Task instructions —
(1) In the SiCL ideas page, what separates the commands in a program?
(2) Pick up the SiCL ideas page after its last line and write the next part.
-- Supplied passage start --
Artifact [db5468fd66]
Not logged in

Artifact db5468fd668eea10ab8764febea4253f35dc5829:

Wiki page [Ideas] by nem 2014-12-16 11:18:45.
D 2014-12-16T11:18:45.694
L Ideas
N text/x-markdown
P 473419eb051119d1363bcf4c344e6cb4624de2aa
U nem
W 3292
This page collects some thoughts on future directions. 

Firstly, the language should make it simple to represent:

 - Datalog clauses, e.g. `AncestorOf(x, y) :- ParentOf(x, z), AncestorOf(z, y)`
 - Algebraic languages - relational algebra, linear algebra, e.g. [VecTcl](http://auriocus.github.io/VecTcl/)
 - Optional types (not yet decided on this)
 - Domain-specific languages
 - Actions/commands

I _believe_ that it should be possible to use expressions/functions for most things and therefore restrict commands to being at the top-level only. This allows co-opting `[...]` syntax for other means.

Down to brass tacks. Like Tcl, SiCL is a command language. A program is a sequence of commands, separated by newlines or semicolons. A command is a sequence of words. A word is an expression, of one of the following forms:

 - Numbers: `123`, `123.4e12` etc
 - Strings: `foo`, `"foo"`, `'foo'`, `“foo”`, `‘foo’`, `«foo»`, `‹foo›` - may as well allow other quotation characters, especially as they are nestable!
 - Symbols: `%$^$%` - punctuation symbols are also just strings, but the tokenizer will break on them, so `foo+%$bar` is three tokens: `foo`, `+%$` and `bar`. Use whitespace if needed or quotes to group.
 - Unary/binary operators: `f x`, `x f y` etc. Normally adjacent expressions will be parsed as separate words in the command. However, some strings may be declared as operators (prefix, infix, or postfix). In this case, when encountered, they will be applied to the surrounding arguments as per their precedence, associativity etc. E.g., if `f` is a prefix unary operator then a command like `foo f x y` will be parsed as `foo (f x) y`.
 - Sub-expressions: `(...)`
 - Lists: `(x, y, z)` - note that this is not a binary operator `,` but rather a special syntax. Thus `((x, y),z)` is different from `(x,(y,z))` is different from `(x,y,z)`.
-- Supplied passage end --
-- Extracted entries start --
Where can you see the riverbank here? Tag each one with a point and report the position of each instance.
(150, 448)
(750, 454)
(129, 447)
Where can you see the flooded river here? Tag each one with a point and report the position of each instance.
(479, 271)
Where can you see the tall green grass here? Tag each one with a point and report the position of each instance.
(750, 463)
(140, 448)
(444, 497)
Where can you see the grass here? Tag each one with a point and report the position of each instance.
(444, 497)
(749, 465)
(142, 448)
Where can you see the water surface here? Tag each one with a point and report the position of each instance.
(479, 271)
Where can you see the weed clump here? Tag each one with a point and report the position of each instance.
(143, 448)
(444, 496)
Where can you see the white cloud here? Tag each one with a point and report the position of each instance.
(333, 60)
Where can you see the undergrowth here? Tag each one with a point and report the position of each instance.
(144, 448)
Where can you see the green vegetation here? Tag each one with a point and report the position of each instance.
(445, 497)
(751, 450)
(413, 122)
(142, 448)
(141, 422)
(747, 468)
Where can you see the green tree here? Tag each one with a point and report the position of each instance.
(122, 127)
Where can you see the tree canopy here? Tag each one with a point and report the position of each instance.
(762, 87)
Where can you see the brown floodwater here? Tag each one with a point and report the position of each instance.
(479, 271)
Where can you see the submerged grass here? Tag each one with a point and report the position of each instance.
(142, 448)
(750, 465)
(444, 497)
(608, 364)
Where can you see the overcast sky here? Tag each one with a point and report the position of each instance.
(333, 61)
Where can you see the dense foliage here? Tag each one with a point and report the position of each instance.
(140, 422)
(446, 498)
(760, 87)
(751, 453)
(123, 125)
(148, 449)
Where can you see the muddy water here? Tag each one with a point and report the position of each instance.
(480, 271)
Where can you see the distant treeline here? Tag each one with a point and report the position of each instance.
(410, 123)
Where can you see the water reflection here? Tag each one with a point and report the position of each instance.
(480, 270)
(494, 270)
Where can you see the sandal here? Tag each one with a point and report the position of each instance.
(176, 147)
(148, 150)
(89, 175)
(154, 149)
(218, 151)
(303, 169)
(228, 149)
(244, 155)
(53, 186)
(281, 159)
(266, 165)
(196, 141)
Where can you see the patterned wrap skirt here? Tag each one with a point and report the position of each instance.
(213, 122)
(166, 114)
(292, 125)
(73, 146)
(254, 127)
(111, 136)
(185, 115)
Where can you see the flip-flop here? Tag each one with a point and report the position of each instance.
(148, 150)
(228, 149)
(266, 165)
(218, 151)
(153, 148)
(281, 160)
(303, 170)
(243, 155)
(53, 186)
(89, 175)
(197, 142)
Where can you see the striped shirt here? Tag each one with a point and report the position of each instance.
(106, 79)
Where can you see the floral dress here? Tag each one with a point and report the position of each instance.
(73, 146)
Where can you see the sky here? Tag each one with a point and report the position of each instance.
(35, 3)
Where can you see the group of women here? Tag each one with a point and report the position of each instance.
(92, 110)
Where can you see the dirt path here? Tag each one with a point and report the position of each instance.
-- Extracted entries end --
Solved tasks —
(1) Newlines or semicolons.

(2)
 - Dicts: `(x: y, z: a)`
 - Blocks of commands `: ... `. These start with a `:` and can only occur as a top-level word (to avoid confusion with dict syntax). Edging towards indentation syntax for these - either the block is a single command on the same line as the colon, or there is a newline immediately after the colon and then the indentation of the next line sets the block indent: the first line indented less than that ends the block.
 - Sets: `{x, y, z}` - same as lists but no duplicates allowed.
 - Vectors/Arrays: `[x, y, z]` - same as lists but using VecTcl or some optimised representation. All elements forced to be of the same type (and compactly represented).

The set form also provides an alternative syntax to constructing dictionaries: `{x: 1, y: "foo"}`. Possibly this syntax constructs a form based on balanced tree of some kind (red-black tree)?

This syntax also (I think) ensures that SiCL is a super-set of JSON, which is quite a handy property.

I quite like the idea of using `#` to distinguish different implementation choices:

 - `[x, y, z]` is something like a linked-list or maybe a rope: worst-case linear access time, but constant-time appends.
 - `#[x, y, z]` vector/array
 - `{x, y, z}` - balanced tree
 - `#{x, y, z}` - hashed
Possibly, this is all overkill and the built-in Tcl structures with CoW and ref-counting are good enough in most cases.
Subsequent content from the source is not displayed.